* Выбранный текст *
Было принято думать, что природные способности женщины несовместимы с проявлением интереса к разговору мужчин, имевшему интеллектуальную ценность; с другой стороны, женщине была доверена неизмеримо более высокая задача — воспитывать мальчиков до тех пор, пока они не раскроются навстречу мощным веяниям мужского образования, а девочек — пока они не выйдут замуж. Чтобы показать, с каким уважением относились греки к этой сфере деятельности своих жен, можно привести множество свидетельств, но мы ограничимся тем, что процитируем прекрасное изречение Алексида (фрагм. 267 (Коек), ар. Stobaeum, Florilegium, 79, 13): «Более чем во всем остальном бог открывает себя в матери».
В задачу этой книги не входит подробно останавливаться на других заботах жены, заключавшихся то в надзоре над использованием движимого и недвижимого семейного имущества, то в присмотре за рабами и рабынями, то в работе на кухне, то в уходе за больными, словом, распространяться обо всем том, что и поныне составляет домен жены.

* Задание A *
Перепишите часть текста о роли жены в Древней Греции от слов "В задачу этой" до слов "составляет домен жены." включительно, заменив "на кухне" на "в саду".
* Задание B *
Продолжите текст о роли жены в Древней Греции с того места, где он заканчивается.
Материал к этому тексту никакого отношения не имеет.

* Фрагмент данных *
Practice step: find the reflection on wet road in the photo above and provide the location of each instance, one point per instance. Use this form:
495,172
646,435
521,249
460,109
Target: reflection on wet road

* Ответ A *
В задачу этой книги не входит подробно останавливаться на других заботах жены, заключавшихся то в надзоре над использованием движимого и недвижимого семейного имущества, то в присмотре за рабами и рабынями, то в работе в саду, то в уходе за больными, словом, распространяться обо всем том, что и поныне составляет домен жены.

* Ответ B *
По-видимому, чрезвычайно далек от истины взгляд, согласно которому гречанка всегда оставалась этакой жалкой Золушкой, приговоренной к монотонному труду на кухне, в то время как муж был абсолютным хозяином дома. «Вилой природу гони, а она все равно возвратится», — гласит знаменитый отрывок из Горация (Epist, i, 10, 24), и это изречение как нельзя лучше применимо к греческой женщине. Женская природа никогда не сможет отвергнуть себя самое — так было во все времена и у всех народов. Существовало три фактора, в самую счастливую пору эллинской цивилизации способствовавших тому, что женщины добивались физического и морального превосходства над мужчинами: нередкое интеллектуальное превосходство, врожденная властность, взявшая себе в союзники женское изящество, и чересчур большое приданое. В качестве примера следует, вероятно, вспомнить о Ксантиппе, жене Сократа, имя которой совершенно незаслуженно вошло в пословицу, — на самом деле это была превосходная хозяйка дома, никогда не переступавшая через назначенные ей границы. И все же строптивиц хватало, о чем недвусмысленно свидетельствует тот факт, что в мифологии — истинном зеркале народной души — существовал прототип «строптивой» в лице лидийской царицы Омфалы, которая низвела Геракла, величайшего и самого славного среди греческих героев, до унизительного положения слуги, так что он, облаченный в женский наряд, занимался рукоделием у ее ног, тогда как она, надев львиную шкуру, размахивала палицей над головой съежившегося от страха героя и попирала его могучую шею ногой, обутой в домашнюю туфельку (Aristoph., Lysistr., 667; Anth. Palat., х, 55; Lucian., Dial. Deor., 13, 2). Таким образом, туфелька стала символом жалкого положения женатого мужчины, находящегося «под каблуком у жены». И действительно, туфелька превратилась в то орудие, посредством которого женщины преподавали мужьям уроки хороших манер. Данный метод отличался наибольшей практичностью, так как туфелька во все времена была под рукой у женщины, слоняющейся по дому в сандалиях, тогда как увесистую палку пришлось бы еще поискать, потому что греческий жезл представлял собой легкий, губчатый стебель нартека (петрушки), а тропические страны еще не приступили к вывозу бамбукового тростника.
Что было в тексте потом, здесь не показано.